* Problem *
Repeat the stretch of records below from the line that contains "Check that each instance of the black suit" through the line that contains "(1162, 234)", both included. Keep every request line unchanged, but rescale each coordinate in the answers by multiplying it by 1.7 and rounding to a whole number, with halves rounded up.

* Data entries *
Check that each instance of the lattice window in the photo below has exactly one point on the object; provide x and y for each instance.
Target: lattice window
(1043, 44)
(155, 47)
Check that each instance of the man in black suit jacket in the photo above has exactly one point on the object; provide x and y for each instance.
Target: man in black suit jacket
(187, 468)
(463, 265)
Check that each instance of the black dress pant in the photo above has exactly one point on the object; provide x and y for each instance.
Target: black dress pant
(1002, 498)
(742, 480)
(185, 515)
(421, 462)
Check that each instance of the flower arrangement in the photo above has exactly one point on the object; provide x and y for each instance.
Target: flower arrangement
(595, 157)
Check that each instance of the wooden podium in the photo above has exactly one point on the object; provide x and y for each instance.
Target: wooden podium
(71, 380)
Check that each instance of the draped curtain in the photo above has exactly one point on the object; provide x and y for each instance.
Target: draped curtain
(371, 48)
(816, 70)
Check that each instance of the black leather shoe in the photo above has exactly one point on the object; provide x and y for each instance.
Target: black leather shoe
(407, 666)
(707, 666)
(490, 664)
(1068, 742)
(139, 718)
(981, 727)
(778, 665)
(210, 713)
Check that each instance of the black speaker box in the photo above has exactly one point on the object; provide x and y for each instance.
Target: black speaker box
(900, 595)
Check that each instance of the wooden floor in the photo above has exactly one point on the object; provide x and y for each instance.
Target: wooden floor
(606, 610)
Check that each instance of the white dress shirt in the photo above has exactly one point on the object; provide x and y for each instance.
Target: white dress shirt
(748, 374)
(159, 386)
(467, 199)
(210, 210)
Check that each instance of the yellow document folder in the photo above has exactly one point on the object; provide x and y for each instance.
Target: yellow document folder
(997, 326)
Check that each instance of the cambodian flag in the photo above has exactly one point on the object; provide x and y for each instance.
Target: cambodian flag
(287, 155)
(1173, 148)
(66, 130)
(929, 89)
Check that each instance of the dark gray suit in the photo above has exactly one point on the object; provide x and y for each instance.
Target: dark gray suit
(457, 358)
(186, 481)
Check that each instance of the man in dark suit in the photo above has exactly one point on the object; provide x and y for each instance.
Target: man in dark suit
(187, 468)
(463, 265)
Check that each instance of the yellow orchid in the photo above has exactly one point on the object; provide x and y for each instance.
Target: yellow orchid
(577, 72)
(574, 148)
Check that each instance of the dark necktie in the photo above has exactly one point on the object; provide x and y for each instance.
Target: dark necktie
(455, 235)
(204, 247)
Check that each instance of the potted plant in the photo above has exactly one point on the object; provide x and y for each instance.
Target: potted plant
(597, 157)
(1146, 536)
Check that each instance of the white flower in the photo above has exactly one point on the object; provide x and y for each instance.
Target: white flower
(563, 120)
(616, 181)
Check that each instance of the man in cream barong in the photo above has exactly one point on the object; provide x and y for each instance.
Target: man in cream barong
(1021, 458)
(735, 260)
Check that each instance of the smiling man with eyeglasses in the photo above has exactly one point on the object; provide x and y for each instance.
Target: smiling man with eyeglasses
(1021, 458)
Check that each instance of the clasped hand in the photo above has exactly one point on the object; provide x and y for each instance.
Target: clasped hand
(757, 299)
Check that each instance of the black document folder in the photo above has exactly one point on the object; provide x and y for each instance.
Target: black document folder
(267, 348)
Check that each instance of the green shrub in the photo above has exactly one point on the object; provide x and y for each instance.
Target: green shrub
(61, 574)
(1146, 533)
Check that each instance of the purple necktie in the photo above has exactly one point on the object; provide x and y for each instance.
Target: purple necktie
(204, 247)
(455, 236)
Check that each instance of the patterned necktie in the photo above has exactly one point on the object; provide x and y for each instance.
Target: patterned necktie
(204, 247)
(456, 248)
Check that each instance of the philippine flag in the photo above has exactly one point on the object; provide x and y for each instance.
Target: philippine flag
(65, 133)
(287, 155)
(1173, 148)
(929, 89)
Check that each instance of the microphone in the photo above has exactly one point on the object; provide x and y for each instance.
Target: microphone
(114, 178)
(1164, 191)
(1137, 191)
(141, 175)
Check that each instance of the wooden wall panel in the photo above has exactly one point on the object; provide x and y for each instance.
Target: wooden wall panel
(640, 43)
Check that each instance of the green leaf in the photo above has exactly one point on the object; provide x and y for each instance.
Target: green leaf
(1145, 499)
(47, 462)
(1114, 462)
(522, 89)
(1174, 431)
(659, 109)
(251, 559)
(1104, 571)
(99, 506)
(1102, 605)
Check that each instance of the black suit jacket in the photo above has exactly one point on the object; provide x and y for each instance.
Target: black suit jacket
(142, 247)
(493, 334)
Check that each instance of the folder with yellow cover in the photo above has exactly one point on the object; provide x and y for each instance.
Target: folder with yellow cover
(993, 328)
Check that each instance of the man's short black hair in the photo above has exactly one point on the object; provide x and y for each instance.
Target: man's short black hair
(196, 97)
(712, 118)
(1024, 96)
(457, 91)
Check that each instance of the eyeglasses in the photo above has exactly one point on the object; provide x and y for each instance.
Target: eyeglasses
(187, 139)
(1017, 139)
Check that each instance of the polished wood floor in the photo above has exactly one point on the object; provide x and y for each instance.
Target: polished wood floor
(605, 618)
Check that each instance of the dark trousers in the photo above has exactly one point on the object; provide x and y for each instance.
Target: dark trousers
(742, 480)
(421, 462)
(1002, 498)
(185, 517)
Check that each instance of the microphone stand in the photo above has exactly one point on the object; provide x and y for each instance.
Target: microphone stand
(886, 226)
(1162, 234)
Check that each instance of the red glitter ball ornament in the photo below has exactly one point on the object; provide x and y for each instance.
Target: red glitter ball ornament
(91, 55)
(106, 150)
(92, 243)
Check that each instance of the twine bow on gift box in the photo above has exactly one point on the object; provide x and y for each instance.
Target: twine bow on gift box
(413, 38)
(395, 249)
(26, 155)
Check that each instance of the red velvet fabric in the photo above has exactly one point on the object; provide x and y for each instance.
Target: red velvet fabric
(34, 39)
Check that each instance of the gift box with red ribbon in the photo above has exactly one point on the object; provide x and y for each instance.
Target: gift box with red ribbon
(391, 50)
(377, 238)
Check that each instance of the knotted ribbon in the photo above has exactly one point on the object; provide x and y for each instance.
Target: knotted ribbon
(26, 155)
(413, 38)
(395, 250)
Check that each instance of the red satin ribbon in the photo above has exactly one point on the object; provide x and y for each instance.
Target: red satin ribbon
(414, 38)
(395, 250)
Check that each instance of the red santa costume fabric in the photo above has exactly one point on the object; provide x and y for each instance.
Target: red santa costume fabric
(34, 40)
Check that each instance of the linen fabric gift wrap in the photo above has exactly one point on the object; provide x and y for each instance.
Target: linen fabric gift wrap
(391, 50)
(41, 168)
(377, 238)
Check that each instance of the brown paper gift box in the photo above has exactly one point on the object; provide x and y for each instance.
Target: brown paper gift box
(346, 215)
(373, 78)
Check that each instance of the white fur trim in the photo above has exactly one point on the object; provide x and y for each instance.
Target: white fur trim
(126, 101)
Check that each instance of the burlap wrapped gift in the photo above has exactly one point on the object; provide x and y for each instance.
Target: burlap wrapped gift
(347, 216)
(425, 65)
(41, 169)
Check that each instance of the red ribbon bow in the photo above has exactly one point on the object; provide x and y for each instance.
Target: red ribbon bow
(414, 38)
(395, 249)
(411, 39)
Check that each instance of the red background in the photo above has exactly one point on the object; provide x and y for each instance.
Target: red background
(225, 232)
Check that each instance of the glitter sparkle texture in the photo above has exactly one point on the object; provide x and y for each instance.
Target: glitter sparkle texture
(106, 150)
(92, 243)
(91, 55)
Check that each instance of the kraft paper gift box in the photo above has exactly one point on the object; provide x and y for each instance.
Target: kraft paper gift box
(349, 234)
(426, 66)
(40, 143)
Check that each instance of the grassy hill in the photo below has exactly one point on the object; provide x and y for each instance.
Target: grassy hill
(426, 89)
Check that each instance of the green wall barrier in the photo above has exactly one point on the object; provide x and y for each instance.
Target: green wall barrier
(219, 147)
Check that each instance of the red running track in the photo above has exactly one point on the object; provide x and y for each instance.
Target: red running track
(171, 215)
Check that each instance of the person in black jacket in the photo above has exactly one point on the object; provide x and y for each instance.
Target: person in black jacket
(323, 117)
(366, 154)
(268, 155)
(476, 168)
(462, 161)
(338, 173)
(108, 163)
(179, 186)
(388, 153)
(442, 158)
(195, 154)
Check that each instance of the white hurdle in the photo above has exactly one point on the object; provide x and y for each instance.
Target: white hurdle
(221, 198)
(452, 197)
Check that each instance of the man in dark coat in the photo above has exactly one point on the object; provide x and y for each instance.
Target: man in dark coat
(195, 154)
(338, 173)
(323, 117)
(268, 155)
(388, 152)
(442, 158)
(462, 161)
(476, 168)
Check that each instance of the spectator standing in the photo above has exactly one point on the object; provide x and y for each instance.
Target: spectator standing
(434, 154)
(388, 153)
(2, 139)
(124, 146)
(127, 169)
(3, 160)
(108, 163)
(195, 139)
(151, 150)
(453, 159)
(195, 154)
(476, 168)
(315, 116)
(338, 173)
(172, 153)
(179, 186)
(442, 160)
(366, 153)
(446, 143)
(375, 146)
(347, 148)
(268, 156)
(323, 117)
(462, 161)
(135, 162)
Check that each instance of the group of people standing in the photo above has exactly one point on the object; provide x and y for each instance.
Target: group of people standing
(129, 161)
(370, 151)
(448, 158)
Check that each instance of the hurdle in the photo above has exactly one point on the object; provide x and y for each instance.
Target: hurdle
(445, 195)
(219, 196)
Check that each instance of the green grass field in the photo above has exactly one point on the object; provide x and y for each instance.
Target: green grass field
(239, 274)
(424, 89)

* Written reply *
Check that each instance of the black suit jacket in the photo above has exactly one point on the object; provide x and y for each instance.
Target: black suit jacket
(241, 420)
(838, 568)
Check that each instance of the folder with yellow cover in the photo above has exactly one point on the object; provide x and y for each instance.
Target: folder with yellow cover
(1688, 558)
Check that each instance of the man's short black hair in the photo above has exactly one point on the object; provide x and y for each instance.
Target: man's short black hair
(333, 165)
(1210, 201)
(1741, 163)
(777, 155)
Check that each instance of the eyeglasses in the photo above has exactly one point on the object; provide x and y for each instance.
Target: eyeglasses
(318, 236)
(1729, 236)
Check that each instance of the polished wood floor in the photo above has exactly one point on the object; provide x and y for each instance.
Target: polished wood floor
(1029, 1051)
Check that each instance of the dark trousers in the photo above has exactly one point on the object; provide x and y for each instance.
Target: dark trousers
(1261, 816)
(716, 785)
(1703, 847)
(315, 879)
Check that each instance of the microphone stand in the photo above has exactly one point on the object; provide x and y for each instance.
Target: microphone stand
(1506, 384)
(1975, 398)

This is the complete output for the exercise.